Quicksilver preamp 1 channel noise


Background and Issue:

I purchased a used Quicksilver Line Stage preamp from Audiogon last year, it’s an older 6DJ8/6922 design. Everything is fine, it was using the tubes the fellow who sold it to me had in it (my fault for not getting new tubes). Sometime a month or so later the wife and I are watching TV listening through the stereo system and a sudden enormous low frequency bang erupts from the left channel and then that channel goes dead. I immediately turned off the amp and preamp and then powered everything back up and still left channel is dead. So I powered back down got some spare tubes put them in the preamp and it comes back to life (so I had a catastrophic tube failure)… except there is now a very strange low frequency hiss unlike any normal ambient tube preamp hiss, and it is not volume dependent. Again the hiss does not increase or decrease in amplitude when the volume control knob is adjusted. It is not tube related as I can swap tubes channel to channel and the problem stays put, and not change in any discernable way. So now the fun part. I have replaced 70% of the components in this god damn preamp (all told it’s actually an amazing preamp! It’s simple, sounds great and is designed to be serviced! Which is unheard of today, I have great respect for QuickSilver) with high quality same or better spec components (higher voltge/temp) and I still have the exact same damn issue!!!!! I am going out of my friggin mind!!!!! Also as stated earlier the hiss or distortion is very strange its kind of like coarse burlap being rubbed against coarse burlap. I have replaced all of the electrolytic caps with same value caps all Vishay or Nichon 105C (they were 85C) I replaced all of the diodes and rectifiers, even a small op amp and I have the exact same issue. There are a few more resistors to change out but damn! Also I have no schematic so sometimes I just have to pull components test the values verify the resistor bands vs the test and then order new ones and install them…it’s a lot of fun…(no its not!) If anyone can help me to isolate the issue, or has experience with a similar issue and could help me isolate the exact component(s) it would be greatly appreciated. Another clue, the noise/hiss is not present until the relays (tube warm up) kick in so I assume that it is in the high voltage side. PLEASE HELP, I am becoming manic.

Thanks
Jeff
jffyg
First, I am envious of your repair skills though not of the problem you face.

In the absence of any similar ability on my part, were I in a similar situation, I'd definitely be trying to contact Mike Sanders at Quicksilver to see what help he might provide.  Apologies if this obvious course of action has already occurred to you and been rejected for some reason.

## SUPPLIED ENTRIES

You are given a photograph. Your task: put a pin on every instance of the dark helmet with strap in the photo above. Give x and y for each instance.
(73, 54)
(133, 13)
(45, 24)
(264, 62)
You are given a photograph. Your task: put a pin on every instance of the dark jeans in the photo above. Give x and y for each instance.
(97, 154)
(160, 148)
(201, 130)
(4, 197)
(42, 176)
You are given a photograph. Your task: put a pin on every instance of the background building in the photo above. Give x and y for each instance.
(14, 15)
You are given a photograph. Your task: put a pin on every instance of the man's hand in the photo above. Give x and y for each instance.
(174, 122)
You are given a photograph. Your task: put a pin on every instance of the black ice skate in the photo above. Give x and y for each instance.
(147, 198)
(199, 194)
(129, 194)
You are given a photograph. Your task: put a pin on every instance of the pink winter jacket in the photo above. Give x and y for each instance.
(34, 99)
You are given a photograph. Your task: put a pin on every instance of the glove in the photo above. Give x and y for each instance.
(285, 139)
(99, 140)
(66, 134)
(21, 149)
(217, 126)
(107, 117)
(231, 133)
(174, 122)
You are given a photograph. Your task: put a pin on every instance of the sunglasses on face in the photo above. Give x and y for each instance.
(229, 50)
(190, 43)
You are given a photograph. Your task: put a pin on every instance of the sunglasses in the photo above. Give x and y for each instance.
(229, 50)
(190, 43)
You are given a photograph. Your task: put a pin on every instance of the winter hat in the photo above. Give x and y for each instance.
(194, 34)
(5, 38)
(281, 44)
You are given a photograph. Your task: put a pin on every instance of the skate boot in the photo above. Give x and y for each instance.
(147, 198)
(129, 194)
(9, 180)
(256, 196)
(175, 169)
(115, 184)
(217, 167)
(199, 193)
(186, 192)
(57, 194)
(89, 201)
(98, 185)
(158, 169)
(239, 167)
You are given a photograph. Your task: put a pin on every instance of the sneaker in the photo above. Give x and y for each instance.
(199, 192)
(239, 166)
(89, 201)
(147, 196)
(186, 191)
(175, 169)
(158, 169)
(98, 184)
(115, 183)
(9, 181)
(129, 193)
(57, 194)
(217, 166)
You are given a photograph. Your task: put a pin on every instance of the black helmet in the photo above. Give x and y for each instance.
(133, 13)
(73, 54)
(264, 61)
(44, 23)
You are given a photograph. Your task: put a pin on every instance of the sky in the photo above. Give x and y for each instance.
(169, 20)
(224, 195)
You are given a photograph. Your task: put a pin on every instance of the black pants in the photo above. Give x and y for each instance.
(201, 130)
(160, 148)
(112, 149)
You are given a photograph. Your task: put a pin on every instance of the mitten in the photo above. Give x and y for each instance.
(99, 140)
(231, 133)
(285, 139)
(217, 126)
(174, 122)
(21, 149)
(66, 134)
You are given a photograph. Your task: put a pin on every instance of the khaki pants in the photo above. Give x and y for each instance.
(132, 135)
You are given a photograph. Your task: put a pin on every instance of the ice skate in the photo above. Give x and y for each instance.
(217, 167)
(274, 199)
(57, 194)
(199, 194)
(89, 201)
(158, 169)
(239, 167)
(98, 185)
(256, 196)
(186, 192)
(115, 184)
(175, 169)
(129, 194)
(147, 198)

## EXERCISE REQUIREMENTS
1/ Print the stretch of the Quicksilver preamp noise thread from "In the absence" through "for some reason.".
2/ Carry on the forum thread about the noisy Quicksilver preamp channel from the point where it stops.

## ANSWERS TO THE PROBLEMS
1/
In the absence of any similar ability on my part, were I in a similar situation, I'd definitely be trying to contact Mike Sanders at Quicksilver to see what help he might provide.  Apologies if this obvious course of action has already occurred to you and been rejected for some reason.

2/
info@quicksilveraudio.com

Good luck finding a fix.

Its a bad tube or its really sick.

Thanks ghosthouse, i guess i will be contacting quicksilver. I will need to take a detailed pic of the unit and detail all of the components i have changed out. 

Have you double checked for a cold solder joint, especially at the left channel tube/s sockets?

How good is the tube pin to tube socket contact connection? Is there good friction resistance contact holding pressure when plugging a tube in as well as when pulling a tube out? Poor contact pressure can cause the noise you are hearing.

The old tubes that you replaced. Was there any evidence on the pins of the tube\s that any contact enhancer was used? Hopefully not... If the pins showed any evidence an enhancer was used you may have dirty tube socket contacts. Dirty and or corroded tube pin to tube socket connections can cause the sound your are hearing.

Have you ruled out any chance the left channel of the power amp was damaged when the preamp tube shorted? Did you try reversing the interconnects from the preamp to power amp at the power amp's input jacks to see if the noise then moved to the right channel?
.
In tube gear a blown tube often doesn't 'die peacefully' and it may 'take away' more circuit components such as resistors and DC capacitors .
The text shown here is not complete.